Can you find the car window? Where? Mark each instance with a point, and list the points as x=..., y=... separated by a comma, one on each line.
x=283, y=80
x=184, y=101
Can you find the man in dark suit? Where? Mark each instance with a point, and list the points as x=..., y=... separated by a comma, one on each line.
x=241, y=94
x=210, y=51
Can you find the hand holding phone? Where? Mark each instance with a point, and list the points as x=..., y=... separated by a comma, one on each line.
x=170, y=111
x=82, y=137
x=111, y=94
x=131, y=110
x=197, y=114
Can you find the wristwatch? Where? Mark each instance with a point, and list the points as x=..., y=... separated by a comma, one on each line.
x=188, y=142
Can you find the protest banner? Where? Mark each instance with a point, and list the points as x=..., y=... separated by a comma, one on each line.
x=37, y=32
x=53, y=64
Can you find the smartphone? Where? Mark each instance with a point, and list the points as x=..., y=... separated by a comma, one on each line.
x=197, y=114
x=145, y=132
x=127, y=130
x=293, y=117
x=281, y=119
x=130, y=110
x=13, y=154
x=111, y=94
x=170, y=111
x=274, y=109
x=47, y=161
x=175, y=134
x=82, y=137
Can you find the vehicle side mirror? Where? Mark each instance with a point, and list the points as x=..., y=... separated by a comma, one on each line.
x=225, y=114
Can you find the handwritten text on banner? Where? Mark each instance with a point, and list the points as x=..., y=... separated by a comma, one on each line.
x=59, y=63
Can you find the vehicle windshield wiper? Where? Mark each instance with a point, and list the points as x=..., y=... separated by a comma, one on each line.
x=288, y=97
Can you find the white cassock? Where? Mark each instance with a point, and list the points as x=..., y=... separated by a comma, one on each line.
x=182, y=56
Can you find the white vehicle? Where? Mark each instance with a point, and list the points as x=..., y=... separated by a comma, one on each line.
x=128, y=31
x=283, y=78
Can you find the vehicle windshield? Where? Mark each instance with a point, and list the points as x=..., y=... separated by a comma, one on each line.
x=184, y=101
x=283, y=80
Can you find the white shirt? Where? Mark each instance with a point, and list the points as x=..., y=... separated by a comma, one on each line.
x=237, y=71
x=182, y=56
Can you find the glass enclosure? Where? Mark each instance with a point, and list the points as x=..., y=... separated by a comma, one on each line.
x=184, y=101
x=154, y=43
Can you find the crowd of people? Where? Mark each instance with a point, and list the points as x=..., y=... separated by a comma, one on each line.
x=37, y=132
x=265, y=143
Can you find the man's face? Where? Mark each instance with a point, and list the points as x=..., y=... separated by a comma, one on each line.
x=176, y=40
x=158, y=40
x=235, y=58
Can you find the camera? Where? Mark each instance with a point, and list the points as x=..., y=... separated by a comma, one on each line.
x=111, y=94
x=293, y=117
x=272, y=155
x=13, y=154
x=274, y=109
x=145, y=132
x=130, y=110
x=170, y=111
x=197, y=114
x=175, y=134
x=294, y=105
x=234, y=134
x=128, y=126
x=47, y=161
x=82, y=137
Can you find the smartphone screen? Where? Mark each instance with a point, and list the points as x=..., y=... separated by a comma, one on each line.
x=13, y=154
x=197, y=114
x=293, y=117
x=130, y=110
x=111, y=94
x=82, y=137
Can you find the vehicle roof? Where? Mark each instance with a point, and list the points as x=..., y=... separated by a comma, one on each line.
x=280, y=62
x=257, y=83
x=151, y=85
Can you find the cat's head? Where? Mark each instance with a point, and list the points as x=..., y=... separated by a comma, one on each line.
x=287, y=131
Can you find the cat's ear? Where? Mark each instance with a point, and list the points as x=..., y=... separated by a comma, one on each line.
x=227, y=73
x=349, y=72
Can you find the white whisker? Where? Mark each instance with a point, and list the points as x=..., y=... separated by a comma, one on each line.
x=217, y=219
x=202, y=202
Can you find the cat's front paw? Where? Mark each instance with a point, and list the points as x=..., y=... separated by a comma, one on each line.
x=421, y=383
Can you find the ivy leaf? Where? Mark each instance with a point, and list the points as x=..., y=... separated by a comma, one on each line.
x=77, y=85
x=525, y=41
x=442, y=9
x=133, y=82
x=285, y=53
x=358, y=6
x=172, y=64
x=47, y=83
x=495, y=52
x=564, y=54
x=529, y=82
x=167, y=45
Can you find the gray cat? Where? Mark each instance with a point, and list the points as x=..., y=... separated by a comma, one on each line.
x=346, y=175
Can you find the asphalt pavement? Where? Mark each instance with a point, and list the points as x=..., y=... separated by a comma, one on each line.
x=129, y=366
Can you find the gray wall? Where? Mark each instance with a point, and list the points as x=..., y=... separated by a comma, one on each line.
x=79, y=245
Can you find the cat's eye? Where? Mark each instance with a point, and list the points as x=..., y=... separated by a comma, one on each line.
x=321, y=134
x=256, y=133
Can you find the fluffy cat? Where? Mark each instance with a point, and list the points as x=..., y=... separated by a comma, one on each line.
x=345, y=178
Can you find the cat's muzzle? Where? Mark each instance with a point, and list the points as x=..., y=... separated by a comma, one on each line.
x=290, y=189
□ □ □ □ □ □ □
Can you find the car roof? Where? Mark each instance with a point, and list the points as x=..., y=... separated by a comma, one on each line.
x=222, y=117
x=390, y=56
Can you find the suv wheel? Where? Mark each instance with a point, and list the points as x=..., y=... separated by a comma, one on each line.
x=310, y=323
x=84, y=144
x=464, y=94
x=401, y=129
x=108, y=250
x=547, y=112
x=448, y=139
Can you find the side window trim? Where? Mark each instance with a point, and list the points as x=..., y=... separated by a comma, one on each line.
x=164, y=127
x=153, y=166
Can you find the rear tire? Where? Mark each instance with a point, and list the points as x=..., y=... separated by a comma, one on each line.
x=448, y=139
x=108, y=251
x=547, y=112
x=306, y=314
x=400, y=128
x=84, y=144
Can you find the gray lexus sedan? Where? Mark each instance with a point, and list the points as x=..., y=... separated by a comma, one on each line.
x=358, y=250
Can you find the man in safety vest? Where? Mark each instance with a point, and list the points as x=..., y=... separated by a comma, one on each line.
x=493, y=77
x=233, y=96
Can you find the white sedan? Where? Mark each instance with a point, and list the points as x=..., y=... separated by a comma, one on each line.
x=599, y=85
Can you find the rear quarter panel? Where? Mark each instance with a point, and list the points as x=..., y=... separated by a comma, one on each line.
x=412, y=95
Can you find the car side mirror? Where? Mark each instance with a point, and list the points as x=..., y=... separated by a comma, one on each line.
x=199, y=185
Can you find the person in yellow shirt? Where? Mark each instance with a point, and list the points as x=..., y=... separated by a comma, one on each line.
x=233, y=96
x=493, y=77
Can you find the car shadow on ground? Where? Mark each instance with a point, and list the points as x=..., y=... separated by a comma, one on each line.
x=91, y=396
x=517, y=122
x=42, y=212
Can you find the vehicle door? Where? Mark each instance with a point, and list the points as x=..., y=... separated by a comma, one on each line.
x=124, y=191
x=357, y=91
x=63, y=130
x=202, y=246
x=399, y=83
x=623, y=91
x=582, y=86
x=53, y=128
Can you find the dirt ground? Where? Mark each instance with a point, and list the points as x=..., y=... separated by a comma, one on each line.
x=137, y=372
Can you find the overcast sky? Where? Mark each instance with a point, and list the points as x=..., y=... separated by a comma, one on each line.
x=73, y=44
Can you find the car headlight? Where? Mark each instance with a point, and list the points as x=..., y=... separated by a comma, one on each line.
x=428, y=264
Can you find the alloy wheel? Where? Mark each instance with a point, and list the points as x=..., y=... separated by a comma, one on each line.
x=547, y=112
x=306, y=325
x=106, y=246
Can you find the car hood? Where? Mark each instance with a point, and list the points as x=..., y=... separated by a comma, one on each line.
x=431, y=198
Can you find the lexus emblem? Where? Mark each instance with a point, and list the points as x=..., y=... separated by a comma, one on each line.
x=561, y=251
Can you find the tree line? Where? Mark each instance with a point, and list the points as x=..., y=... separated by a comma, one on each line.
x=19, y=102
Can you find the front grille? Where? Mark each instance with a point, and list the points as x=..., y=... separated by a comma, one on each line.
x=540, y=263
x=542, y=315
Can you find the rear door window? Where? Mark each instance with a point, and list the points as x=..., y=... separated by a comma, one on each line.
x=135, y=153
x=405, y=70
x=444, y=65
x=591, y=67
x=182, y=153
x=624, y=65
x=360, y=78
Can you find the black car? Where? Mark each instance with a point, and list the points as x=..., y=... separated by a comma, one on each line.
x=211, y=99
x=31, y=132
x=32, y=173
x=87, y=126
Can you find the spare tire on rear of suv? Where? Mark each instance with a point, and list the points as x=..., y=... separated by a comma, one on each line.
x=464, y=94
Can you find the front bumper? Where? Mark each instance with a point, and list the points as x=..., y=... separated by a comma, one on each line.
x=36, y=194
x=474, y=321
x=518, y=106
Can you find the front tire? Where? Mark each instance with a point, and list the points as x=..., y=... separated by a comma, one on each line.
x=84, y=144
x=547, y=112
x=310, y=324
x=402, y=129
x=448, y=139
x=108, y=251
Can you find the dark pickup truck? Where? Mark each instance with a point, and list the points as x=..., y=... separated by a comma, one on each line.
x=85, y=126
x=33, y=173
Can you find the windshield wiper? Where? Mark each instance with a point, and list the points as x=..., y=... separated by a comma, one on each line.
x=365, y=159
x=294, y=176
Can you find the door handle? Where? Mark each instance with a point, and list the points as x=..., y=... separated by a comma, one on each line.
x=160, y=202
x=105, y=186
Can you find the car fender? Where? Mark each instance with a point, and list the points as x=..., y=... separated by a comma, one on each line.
□ □ □ □ □ □ □
Task to carry out:
Within the material above, output exactly the lines from the one with "Can you find the spare" through the one with "Can you find the car fender?", end lines included, and nothing besides.

Output for this task:
Can you find the spare tire on rear of suv? Where? Mark each instance with a point, and list the points as x=..., y=... separated by a comma, one on each line.
x=464, y=94
Can you find the front bumper? Where? Mark each instance with a point, and list the points as x=..., y=... separated by a comma, one on each line.
x=36, y=194
x=474, y=321
x=518, y=106
Can you find the front tire? Where? Mark each instance with a point, and list the points as x=..., y=... separated by a comma, one on each line.
x=84, y=144
x=547, y=112
x=310, y=324
x=402, y=129
x=448, y=139
x=108, y=251
Can you find the dark pickup truck? Where? Mark each instance with a point, and list the points as x=..., y=... separated by a comma, one on each line.
x=85, y=126
x=33, y=173
Can you find the windshield wiper? Where? Mark each instance with a point, and list the points as x=..., y=... separated by a comma, one on each line.
x=365, y=159
x=294, y=176
Can you find the door handle? Where? Mark each instance with a point, and list the points as x=..., y=... separated by a comma, one on each line.
x=160, y=202
x=105, y=186
Can you find the car fender? Where? Mark each instance with a point, and list the points as x=..., y=... separated by a comma, one on each line.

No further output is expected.